Required action: Scan the data below and work out how many of its lines contain the word "floor". Give only that number.

Data supplied:
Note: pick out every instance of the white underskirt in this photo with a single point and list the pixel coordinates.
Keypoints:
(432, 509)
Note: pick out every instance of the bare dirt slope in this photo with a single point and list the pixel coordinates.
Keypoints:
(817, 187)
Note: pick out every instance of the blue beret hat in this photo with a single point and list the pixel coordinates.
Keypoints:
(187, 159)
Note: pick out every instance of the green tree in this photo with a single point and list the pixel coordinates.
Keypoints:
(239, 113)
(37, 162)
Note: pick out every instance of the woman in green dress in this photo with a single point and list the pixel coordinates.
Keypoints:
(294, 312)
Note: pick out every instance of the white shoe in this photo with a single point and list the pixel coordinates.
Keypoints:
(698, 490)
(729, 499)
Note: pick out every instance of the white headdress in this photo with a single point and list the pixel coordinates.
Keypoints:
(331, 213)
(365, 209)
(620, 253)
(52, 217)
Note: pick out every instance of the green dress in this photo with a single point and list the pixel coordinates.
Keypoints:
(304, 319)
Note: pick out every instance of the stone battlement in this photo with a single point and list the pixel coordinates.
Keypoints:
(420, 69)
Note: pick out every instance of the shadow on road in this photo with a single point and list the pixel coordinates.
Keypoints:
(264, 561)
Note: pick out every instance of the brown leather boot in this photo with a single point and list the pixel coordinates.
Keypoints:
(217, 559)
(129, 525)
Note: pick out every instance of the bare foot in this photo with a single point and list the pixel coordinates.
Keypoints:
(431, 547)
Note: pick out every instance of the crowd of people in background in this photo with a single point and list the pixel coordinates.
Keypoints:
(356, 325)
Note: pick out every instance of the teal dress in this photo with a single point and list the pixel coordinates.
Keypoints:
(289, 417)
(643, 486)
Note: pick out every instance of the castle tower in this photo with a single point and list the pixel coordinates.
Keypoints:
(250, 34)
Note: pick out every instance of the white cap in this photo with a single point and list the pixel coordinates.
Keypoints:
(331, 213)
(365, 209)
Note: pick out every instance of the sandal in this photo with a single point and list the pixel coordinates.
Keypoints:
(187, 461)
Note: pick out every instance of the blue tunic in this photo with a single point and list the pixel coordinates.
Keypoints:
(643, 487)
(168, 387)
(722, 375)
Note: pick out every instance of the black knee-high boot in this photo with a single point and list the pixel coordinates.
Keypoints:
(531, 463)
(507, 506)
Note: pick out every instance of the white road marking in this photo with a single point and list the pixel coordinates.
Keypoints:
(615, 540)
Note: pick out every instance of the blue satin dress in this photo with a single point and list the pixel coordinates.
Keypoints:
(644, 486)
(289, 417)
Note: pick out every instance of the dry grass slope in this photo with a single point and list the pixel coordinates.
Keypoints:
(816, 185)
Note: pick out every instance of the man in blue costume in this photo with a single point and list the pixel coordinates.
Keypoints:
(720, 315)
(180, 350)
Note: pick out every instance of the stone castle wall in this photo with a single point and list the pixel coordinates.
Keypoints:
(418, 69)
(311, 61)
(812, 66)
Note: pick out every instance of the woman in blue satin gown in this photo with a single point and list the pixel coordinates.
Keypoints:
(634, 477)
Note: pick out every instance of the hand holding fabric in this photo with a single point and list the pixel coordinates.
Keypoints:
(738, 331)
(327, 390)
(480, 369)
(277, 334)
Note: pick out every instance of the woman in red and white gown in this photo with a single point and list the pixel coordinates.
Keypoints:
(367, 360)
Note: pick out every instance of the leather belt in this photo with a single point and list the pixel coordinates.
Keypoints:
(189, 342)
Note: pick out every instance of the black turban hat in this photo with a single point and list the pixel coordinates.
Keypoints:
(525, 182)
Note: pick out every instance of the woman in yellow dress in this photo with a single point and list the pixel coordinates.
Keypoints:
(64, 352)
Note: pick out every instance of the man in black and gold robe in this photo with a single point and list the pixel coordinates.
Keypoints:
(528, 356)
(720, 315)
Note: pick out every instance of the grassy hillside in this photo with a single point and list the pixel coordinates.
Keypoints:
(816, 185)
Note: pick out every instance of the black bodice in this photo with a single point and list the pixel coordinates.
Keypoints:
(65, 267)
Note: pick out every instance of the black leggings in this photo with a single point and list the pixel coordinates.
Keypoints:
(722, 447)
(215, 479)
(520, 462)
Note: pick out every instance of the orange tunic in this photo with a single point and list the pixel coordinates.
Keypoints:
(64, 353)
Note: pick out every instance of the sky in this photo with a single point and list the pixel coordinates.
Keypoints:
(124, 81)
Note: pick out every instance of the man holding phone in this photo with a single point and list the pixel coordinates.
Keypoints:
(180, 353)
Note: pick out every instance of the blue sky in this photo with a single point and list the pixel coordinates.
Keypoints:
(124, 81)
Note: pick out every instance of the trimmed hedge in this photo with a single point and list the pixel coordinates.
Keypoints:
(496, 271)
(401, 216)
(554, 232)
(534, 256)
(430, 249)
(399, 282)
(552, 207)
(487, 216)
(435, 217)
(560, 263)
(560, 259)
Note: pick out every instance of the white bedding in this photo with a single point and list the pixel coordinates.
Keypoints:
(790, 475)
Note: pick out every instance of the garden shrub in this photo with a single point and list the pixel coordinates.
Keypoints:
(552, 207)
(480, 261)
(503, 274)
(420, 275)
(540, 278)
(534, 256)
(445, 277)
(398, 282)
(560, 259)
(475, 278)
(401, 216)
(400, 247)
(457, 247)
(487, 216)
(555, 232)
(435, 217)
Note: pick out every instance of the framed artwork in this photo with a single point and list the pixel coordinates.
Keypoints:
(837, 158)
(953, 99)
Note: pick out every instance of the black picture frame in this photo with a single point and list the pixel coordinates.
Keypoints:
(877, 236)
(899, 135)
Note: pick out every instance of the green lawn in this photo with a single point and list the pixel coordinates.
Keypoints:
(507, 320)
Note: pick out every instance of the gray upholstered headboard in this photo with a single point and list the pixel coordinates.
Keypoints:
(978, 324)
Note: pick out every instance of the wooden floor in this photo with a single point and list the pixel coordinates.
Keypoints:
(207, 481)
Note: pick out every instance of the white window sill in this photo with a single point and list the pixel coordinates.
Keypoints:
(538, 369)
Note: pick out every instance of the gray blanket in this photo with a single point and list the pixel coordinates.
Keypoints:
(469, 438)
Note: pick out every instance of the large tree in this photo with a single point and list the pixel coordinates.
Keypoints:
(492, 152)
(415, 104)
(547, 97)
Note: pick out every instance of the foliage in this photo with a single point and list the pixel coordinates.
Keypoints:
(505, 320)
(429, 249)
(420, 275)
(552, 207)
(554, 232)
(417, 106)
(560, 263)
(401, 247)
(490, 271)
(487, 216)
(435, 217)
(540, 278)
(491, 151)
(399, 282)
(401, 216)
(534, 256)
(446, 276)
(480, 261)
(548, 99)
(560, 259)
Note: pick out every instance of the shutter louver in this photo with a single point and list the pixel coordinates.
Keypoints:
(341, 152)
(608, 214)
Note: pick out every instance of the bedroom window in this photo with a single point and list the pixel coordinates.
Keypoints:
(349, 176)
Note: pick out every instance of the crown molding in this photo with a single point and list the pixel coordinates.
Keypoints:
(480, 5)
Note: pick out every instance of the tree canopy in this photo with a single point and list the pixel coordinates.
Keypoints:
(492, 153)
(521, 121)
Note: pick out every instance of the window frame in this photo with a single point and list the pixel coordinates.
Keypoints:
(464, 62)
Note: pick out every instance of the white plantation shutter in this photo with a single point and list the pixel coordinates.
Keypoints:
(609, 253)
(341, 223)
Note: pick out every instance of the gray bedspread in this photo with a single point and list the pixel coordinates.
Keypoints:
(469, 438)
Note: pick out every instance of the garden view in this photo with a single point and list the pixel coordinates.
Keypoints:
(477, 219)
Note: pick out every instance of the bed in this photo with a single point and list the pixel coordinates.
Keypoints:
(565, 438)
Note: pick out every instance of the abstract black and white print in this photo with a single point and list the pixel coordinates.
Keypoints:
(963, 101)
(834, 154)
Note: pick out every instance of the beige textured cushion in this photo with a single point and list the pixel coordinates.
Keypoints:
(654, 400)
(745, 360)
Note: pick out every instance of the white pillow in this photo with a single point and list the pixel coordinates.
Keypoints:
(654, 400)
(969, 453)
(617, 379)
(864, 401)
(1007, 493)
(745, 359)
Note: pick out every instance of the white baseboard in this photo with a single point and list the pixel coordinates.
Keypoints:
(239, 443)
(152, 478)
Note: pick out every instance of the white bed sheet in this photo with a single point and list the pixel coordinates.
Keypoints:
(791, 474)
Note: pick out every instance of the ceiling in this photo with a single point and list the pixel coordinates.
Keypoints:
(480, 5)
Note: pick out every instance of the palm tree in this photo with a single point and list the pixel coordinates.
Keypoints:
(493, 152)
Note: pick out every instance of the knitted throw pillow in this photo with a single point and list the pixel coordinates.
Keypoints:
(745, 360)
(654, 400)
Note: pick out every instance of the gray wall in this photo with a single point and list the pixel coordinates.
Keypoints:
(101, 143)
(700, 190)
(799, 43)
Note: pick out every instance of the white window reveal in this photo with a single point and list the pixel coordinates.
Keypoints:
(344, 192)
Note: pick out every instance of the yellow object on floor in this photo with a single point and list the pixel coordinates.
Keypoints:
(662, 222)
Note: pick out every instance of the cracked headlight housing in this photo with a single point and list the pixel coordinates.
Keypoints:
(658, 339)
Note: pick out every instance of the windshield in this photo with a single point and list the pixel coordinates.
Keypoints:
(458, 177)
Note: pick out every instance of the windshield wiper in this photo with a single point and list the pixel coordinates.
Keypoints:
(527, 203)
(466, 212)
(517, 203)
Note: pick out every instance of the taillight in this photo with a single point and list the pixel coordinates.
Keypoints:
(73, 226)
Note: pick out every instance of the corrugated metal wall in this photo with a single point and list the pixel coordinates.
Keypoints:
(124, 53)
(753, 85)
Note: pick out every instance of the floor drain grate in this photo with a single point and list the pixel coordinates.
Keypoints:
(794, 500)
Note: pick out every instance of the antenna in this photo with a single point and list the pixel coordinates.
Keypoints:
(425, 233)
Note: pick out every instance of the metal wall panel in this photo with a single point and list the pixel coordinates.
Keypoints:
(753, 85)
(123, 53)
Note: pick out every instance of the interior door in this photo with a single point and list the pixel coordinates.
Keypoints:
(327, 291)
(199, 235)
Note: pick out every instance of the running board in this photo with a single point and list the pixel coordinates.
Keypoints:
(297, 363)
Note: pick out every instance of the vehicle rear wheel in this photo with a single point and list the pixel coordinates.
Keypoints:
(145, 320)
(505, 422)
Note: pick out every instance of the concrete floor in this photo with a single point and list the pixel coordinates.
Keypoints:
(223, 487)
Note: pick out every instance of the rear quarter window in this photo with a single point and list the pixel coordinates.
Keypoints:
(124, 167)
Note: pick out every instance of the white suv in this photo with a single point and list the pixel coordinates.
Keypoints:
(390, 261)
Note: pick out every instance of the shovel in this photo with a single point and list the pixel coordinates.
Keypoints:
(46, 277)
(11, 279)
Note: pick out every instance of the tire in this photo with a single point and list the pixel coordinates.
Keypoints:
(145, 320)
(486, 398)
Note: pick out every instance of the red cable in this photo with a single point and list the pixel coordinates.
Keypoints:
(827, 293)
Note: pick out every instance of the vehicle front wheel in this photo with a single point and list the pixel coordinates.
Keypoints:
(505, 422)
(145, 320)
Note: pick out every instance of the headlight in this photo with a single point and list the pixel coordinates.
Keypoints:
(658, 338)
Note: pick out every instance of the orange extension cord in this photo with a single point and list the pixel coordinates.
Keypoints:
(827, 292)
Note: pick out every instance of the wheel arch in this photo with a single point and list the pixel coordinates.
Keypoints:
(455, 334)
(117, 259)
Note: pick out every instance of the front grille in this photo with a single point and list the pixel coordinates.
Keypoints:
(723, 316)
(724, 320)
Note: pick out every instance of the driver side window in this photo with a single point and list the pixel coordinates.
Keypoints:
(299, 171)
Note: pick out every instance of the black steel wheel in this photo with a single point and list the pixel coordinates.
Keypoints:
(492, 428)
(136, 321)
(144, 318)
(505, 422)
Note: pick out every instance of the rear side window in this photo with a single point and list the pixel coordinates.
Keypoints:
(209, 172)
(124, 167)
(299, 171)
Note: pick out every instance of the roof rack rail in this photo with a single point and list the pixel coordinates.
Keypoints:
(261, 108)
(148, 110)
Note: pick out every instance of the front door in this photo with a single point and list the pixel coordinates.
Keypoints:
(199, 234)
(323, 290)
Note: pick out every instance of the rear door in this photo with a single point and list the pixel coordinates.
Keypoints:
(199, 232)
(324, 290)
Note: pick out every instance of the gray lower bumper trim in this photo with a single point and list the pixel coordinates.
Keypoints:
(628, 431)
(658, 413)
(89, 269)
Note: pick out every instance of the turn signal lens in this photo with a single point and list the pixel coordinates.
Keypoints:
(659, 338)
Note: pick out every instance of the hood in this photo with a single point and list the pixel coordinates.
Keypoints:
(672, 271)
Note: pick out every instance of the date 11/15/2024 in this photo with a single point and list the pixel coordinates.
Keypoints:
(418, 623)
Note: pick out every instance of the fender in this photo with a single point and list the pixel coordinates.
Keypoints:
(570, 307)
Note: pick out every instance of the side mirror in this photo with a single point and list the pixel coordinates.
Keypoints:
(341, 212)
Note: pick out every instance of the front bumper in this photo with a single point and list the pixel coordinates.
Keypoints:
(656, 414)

Solution: 4